# REQUIRED ACTION
Each entry needs to be given again, character for character.

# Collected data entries

■ ■ ■

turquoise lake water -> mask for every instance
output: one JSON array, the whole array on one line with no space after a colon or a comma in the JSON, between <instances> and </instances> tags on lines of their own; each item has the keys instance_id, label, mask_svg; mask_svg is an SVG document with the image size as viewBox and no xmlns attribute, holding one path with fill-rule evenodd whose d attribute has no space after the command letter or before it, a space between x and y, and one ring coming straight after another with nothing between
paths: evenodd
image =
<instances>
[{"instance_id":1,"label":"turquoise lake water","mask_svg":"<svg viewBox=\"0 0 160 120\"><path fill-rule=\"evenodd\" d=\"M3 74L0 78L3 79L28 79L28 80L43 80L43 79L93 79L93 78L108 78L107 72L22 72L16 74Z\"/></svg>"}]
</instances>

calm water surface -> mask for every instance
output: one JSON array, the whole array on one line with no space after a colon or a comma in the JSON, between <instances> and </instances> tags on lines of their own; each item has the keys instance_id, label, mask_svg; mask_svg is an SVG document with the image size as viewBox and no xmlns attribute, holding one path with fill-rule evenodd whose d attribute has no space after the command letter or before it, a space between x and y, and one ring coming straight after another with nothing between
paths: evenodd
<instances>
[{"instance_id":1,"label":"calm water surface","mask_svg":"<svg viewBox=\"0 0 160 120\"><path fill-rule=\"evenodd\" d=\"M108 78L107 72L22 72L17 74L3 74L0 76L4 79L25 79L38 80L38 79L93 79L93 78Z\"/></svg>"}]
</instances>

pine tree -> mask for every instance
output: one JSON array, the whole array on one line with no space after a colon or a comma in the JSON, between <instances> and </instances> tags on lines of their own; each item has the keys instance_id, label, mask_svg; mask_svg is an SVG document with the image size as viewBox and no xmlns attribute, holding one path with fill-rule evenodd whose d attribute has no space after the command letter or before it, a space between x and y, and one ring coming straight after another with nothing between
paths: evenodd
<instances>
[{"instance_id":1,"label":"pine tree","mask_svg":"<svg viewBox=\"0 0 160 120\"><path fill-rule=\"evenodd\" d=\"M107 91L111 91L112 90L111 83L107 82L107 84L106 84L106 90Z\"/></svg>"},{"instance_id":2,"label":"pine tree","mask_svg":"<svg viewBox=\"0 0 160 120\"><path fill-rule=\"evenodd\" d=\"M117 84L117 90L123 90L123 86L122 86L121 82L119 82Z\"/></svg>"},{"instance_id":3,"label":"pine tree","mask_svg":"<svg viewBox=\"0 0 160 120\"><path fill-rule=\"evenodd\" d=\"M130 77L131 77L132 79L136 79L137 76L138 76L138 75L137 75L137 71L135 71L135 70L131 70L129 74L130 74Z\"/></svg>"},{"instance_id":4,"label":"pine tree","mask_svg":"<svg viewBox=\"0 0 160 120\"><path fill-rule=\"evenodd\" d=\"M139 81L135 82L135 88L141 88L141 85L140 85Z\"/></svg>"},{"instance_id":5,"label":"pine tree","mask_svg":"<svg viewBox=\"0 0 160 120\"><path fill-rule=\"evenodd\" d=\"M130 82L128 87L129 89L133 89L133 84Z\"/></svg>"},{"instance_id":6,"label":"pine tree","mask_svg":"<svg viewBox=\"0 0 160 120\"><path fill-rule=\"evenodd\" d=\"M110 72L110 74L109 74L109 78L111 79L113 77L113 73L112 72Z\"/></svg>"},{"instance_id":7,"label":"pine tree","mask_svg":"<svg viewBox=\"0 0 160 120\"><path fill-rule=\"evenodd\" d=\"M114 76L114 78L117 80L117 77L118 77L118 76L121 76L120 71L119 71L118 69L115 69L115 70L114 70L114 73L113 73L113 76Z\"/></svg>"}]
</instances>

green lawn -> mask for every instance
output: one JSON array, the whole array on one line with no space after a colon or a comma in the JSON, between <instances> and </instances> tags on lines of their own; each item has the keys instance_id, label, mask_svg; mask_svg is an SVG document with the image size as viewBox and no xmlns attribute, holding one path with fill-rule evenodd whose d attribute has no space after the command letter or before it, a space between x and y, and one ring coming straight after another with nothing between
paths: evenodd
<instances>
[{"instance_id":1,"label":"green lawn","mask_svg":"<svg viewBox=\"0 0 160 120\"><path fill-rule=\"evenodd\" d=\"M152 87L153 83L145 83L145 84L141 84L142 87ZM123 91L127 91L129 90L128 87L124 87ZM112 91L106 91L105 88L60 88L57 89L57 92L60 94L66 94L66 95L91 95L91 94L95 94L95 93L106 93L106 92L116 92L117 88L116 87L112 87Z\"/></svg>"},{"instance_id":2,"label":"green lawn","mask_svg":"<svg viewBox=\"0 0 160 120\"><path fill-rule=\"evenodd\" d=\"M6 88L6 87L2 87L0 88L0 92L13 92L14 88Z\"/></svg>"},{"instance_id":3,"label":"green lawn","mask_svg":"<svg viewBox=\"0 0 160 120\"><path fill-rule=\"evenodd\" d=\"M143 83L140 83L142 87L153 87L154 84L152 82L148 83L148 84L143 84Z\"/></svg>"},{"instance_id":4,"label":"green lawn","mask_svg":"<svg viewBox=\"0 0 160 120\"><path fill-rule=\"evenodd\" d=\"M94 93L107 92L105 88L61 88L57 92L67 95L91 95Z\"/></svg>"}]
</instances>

■ ■ ■

# RESPONSE TO THE EXERCISE
turquoise lake water -> mask for every instance
output: one JSON array, the whole array on one line with no space after a colon or a comma in the JSON, between <instances> and </instances> tags on lines of their own; each item has the keys instance_id, label, mask_svg; mask_svg is an SVG document with the image size as viewBox and no xmlns attribute, holding one path with fill-rule evenodd whose d attribute has no space after the command letter or before it, a space between x and y, and one ring coming straight after another with nothing between
paths: evenodd
image =
<instances>
[{"instance_id":1,"label":"turquoise lake water","mask_svg":"<svg viewBox=\"0 0 160 120\"><path fill-rule=\"evenodd\" d=\"M3 74L0 78L3 79L28 79L28 80L43 80L43 79L93 79L93 78L108 78L107 72L22 72L16 74Z\"/></svg>"}]
</instances>

calm water surface -> mask for every instance
output: one JSON array, the whole array on one line with no space after a colon or a comma in the JSON, between <instances> and </instances> tags on lines of their own; each item has the keys instance_id, label, mask_svg; mask_svg is an SVG document with the image size as viewBox and no xmlns attribute, holding one path with fill-rule evenodd whose d attribute has no space after the command letter or before it, a space between x and y, and one ring coming straight after another with nothing between
paths: evenodd
<instances>
[{"instance_id":1,"label":"calm water surface","mask_svg":"<svg viewBox=\"0 0 160 120\"><path fill-rule=\"evenodd\" d=\"M108 78L107 72L22 72L17 74L3 74L0 76L4 79L25 79L38 80L38 79L93 79L93 78Z\"/></svg>"}]
</instances>

pine tree -> mask for every instance
output: one JSON array, the whole array on one line with no space after a colon or a comma in the JSON, between <instances> and </instances> tags on lines of their own; each item has the keys instance_id, label, mask_svg; mask_svg is an SVG document with the image size as viewBox and no xmlns attribute, holding one path with fill-rule evenodd whose d attribute has no space after the command letter or before it, a space between x and y, and one ring coming straight after another with nothing between
paths: evenodd
<instances>
[{"instance_id":1,"label":"pine tree","mask_svg":"<svg viewBox=\"0 0 160 120\"><path fill-rule=\"evenodd\" d=\"M107 91L111 91L112 90L111 83L107 82L107 84L106 84L106 90Z\"/></svg>"},{"instance_id":2,"label":"pine tree","mask_svg":"<svg viewBox=\"0 0 160 120\"><path fill-rule=\"evenodd\" d=\"M117 84L117 90L123 90L123 86L122 86L121 82L119 82Z\"/></svg>"},{"instance_id":3,"label":"pine tree","mask_svg":"<svg viewBox=\"0 0 160 120\"><path fill-rule=\"evenodd\" d=\"M130 77L131 77L132 79L136 79L137 76L138 76L138 75L137 75L137 71L135 71L135 70L131 70L129 74L130 74Z\"/></svg>"},{"instance_id":4,"label":"pine tree","mask_svg":"<svg viewBox=\"0 0 160 120\"><path fill-rule=\"evenodd\" d=\"M139 81L135 82L135 88L141 88L141 85L140 85Z\"/></svg>"},{"instance_id":5,"label":"pine tree","mask_svg":"<svg viewBox=\"0 0 160 120\"><path fill-rule=\"evenodd\" d=\"M130 82L128 87L129 89L133 89L133 84Z\"/></svg>"},{"instance_id":6,"label":"pine tree","mask_svg":"<svg viewBox=\"0 0 160 120\"><path fill-rule=\"evenodd\" d=\"M110 72L110 74L109 74L109 78L111 79L113 77L113 73L112 72Z\"/></svg>"},{"instance_id":7,"label":"pine tree","mask_svg":"<svg viewBox=\"0 0 160 120\"><path fill-rule=\"evenodd\" d=\"M114 76L114 78L117 80L117 77L118 77L118 76L121 76L120 71L119 71L118 69L115 69L115 70L114 70L114 73L113 73L113 76Z\"/></svg>"}]
</instances>

green lawn -> mask for every instance
output: one JSON array, the whole array on one line with no space after a colon or a comma in the JSON, between <instances> and </instances> tags on lines of their own; each item has the keys instance_id, label, mask_svg; mask_svg is an SVG document with the image size as viewBox and no xmlns attribute, holding one path with fill-rule evenodd whose d attribute has no space after the command letter or before it, a space between x and y, and one ring coming straight after another with nothing between
paths: evenodd
<instances>
[{"instance_id":1,"label":"green lawn","mask_svg":"<svg viewBox=\"0 0 160 120\"><path fill-rule=\"evenodd\" d=\"M152 87L153 83L145 83L145 84L141 84L142 87ZM123 91L127 91L129 90L128 87L124 87ZM112 91L106 91L105 88L60 88L57 89L57 92L60 94L66 94L66 95L91 95L91 94L95 94L95 93L106 93L106 92L116 92L117 88L116 87L112 87Z\"/></svg>"},{"instance_id":2,"label":"green lawn","mask_svg":"<svg viewBox=\"0 0 160 120\"><path fill-rule=\"evenodd\" d=\"M6 88L6 87L2 87L0 88L0 92L13 92L14 88Z\"/></svg>"},{"instance_id":3,"label":"green lawn","mask_svg":"<svg viewBox=\"0 0 160 120\"><path fill-rule=\"evenodd\" d=\"M143 83L140 83L142 87L153 87L154 84L152 82L148 83L148 84L143 84Z\"/></svg>"},{"instance_id":4,"label":"green lawn","mask_svg":"<svg viewBox=\"0 0 160 120\"><path fill-rule=\"evenodd\" d=\"M94 93L107 92L105 88L61 88L57 92L67 95L91 95Z\"/></svg>"}]
</instances>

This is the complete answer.